*TASK REQUIREMENTS*. The line containing "of the small" marks where to begin. Write out that line and every line after it exactly, through the last line below.
■ ■ ■ ■
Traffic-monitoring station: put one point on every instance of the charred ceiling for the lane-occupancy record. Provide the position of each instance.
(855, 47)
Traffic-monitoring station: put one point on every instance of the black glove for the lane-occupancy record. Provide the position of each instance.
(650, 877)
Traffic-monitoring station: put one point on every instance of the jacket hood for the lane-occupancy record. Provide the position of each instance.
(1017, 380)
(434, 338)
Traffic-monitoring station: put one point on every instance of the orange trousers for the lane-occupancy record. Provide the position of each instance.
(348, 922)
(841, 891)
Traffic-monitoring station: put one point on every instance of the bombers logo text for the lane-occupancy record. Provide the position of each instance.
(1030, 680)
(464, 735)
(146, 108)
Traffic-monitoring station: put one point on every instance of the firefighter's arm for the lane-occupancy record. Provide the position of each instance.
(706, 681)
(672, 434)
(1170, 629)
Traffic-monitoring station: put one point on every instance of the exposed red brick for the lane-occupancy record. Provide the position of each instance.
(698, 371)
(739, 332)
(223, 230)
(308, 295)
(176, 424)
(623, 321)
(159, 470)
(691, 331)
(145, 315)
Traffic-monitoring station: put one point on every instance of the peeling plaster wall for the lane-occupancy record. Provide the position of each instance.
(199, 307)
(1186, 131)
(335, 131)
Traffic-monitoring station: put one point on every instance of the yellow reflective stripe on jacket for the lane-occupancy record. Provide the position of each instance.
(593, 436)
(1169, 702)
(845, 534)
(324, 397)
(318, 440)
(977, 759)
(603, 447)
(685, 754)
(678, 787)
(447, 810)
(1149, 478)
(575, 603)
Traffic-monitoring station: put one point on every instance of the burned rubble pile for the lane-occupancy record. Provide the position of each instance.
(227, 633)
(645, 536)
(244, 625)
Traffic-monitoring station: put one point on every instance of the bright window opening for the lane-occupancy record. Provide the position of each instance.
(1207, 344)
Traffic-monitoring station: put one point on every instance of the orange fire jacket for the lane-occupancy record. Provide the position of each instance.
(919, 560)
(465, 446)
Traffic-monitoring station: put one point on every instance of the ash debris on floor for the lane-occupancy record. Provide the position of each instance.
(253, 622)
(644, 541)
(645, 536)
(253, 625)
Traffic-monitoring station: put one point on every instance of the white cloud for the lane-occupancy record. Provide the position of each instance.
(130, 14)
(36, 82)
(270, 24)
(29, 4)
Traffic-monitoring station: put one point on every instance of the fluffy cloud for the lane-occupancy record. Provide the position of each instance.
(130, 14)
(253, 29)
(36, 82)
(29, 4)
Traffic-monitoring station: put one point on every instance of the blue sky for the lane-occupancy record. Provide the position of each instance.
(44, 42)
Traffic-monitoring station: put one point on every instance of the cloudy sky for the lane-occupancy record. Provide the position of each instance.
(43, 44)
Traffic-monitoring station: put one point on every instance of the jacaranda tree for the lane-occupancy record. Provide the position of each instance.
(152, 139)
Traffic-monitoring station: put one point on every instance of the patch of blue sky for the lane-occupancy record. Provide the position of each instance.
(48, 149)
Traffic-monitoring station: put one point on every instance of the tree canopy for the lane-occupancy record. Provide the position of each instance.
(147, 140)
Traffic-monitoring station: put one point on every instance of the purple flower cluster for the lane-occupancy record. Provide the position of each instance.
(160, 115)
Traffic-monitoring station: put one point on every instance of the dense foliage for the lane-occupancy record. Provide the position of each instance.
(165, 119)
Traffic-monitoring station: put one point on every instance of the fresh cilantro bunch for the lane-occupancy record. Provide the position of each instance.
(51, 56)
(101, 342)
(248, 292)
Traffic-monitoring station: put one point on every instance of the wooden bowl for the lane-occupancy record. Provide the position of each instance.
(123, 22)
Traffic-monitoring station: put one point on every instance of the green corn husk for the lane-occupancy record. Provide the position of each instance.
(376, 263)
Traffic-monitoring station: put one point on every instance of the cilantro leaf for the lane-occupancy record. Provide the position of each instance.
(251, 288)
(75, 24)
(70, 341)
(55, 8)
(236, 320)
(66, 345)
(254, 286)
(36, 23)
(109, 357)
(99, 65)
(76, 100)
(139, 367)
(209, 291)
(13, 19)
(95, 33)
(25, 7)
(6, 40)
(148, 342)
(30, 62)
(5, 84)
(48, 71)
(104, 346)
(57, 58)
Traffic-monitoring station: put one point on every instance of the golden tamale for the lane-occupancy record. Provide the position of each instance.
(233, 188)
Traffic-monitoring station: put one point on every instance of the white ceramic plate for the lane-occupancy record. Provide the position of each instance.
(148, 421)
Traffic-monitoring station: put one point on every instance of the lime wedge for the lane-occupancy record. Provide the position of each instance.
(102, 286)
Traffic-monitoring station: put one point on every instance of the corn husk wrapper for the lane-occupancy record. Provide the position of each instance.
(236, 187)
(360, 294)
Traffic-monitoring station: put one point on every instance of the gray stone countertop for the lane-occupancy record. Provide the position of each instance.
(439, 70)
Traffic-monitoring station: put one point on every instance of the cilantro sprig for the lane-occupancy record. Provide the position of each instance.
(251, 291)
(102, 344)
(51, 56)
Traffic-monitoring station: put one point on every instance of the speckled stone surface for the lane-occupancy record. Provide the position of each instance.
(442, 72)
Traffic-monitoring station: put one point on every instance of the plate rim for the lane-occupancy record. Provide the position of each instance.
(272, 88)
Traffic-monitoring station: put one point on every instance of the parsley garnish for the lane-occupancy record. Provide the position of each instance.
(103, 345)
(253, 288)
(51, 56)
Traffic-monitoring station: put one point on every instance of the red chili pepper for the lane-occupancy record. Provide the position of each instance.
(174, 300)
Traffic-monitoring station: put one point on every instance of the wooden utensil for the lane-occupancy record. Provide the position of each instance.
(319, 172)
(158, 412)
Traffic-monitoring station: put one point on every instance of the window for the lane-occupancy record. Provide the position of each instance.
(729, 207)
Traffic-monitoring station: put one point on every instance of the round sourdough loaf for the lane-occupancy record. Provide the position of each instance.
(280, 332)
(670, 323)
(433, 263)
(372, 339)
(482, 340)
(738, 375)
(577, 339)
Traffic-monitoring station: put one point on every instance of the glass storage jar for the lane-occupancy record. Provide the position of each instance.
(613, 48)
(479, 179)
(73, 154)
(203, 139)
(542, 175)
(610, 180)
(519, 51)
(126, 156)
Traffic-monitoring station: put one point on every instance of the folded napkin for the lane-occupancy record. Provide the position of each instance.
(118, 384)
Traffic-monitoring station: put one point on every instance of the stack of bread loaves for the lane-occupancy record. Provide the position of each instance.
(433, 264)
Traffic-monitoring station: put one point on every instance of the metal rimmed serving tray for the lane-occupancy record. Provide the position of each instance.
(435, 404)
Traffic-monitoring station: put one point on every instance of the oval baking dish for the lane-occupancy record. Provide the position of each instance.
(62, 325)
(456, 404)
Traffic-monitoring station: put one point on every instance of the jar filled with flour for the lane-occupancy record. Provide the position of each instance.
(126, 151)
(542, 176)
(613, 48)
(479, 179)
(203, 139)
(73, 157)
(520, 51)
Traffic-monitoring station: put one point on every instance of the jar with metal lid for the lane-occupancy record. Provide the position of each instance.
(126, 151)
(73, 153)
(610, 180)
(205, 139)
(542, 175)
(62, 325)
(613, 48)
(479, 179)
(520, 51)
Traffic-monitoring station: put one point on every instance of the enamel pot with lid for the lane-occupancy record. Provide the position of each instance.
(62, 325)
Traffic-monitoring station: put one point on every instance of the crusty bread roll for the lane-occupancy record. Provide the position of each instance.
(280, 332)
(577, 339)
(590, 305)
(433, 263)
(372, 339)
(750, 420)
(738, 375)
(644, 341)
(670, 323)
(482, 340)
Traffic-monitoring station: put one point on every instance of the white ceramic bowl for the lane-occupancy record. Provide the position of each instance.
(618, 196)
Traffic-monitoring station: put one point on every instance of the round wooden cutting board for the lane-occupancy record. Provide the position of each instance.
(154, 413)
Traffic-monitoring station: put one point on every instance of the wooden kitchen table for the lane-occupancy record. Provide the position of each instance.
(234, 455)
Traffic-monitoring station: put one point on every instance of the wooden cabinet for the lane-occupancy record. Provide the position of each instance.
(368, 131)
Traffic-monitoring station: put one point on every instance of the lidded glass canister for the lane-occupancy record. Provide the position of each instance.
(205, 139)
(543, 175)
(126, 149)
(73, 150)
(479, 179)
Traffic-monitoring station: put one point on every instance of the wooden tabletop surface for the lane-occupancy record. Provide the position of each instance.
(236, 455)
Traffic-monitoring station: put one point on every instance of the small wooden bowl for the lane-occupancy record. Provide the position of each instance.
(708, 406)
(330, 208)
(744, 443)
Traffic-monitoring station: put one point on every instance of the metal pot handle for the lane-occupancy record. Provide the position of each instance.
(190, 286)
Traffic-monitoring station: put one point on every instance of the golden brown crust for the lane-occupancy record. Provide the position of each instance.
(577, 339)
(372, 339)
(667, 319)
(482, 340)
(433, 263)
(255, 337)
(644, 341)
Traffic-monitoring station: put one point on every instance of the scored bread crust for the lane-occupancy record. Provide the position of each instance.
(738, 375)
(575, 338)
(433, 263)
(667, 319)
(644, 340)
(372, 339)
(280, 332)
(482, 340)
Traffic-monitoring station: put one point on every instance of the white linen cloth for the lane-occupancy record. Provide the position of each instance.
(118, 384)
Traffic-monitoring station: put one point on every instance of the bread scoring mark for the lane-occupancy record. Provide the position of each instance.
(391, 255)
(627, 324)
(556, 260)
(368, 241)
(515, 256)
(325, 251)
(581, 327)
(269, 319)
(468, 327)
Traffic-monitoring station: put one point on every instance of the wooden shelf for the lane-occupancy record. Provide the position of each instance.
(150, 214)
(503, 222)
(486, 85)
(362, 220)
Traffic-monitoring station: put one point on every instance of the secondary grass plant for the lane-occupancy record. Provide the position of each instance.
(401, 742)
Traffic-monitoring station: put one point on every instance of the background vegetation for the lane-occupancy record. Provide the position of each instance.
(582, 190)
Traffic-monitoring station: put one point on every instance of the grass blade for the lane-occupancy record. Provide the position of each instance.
■ ■ ■ ■
*RESPONSE BOX*.
Traffic-monitoring station: put one point on every instance of the small wooden bowl for the lane-occupancy record. Provide the position of each instance.
(708, 406)
(330, 208)
(744, 443)
Traffic-monitoring station: put one point on every instance of the metal pot handle for the lane-occupancy record. Provide the position of each instance.
(190, 286)
Traffic-monitoring station: put one point on every instance of the golden brown crust for the lane-occupancy record. Provide the position of each instance.
(577, 339)
(372, 339)
(667, 319)
(482, 340)
(433, 263)
(255, 337)
(644, 341)
Traffic-monitoring station: put one point on every instance of the scored bread crust for the lane-occupancy record. Provide the position of each instance.
(738, 375)
(575, 338)
(433, 263)
(667, 319)
(644, 340)
(372, 339)
(280, 332)
(482, 340)
Traffic-monitoring station: put one point on every instance of the white linen cloth for the lane-occupancy record. Provide the position of each instance.
(118, 384)
Traffic-monitoring station: put one point on every instance of the bread scoring mark for the lane-occupancy record. Provide the position of each instance.
(391, 255)
(627, 324)
(556, 260)
(368, 241)
(515, 256)
(325, 251)
(581, 327)
(269, 319)
(468, 327)
Traffic-monitoring station: put one point on every instance of the wooden shelf for the lane-occupancy record. Provide the position of each instance.
(150, 214)
(503, 222)
(486, 85)
(362, 220)
Traffic-monitoring station: put one point on every instance of the secondary grass plant for the lane-occupancy record. Provide the position of each instance.
(401, 742)
Traffic-monitoring station: put one point on every instance of the background vegetation for the lane-occupancy record. Provide the position of each instance.
(582, 190)
Traffic-monitoring station: put one point on every instance of the grass blade for the lane-occupancy record. Provide the position of each instance.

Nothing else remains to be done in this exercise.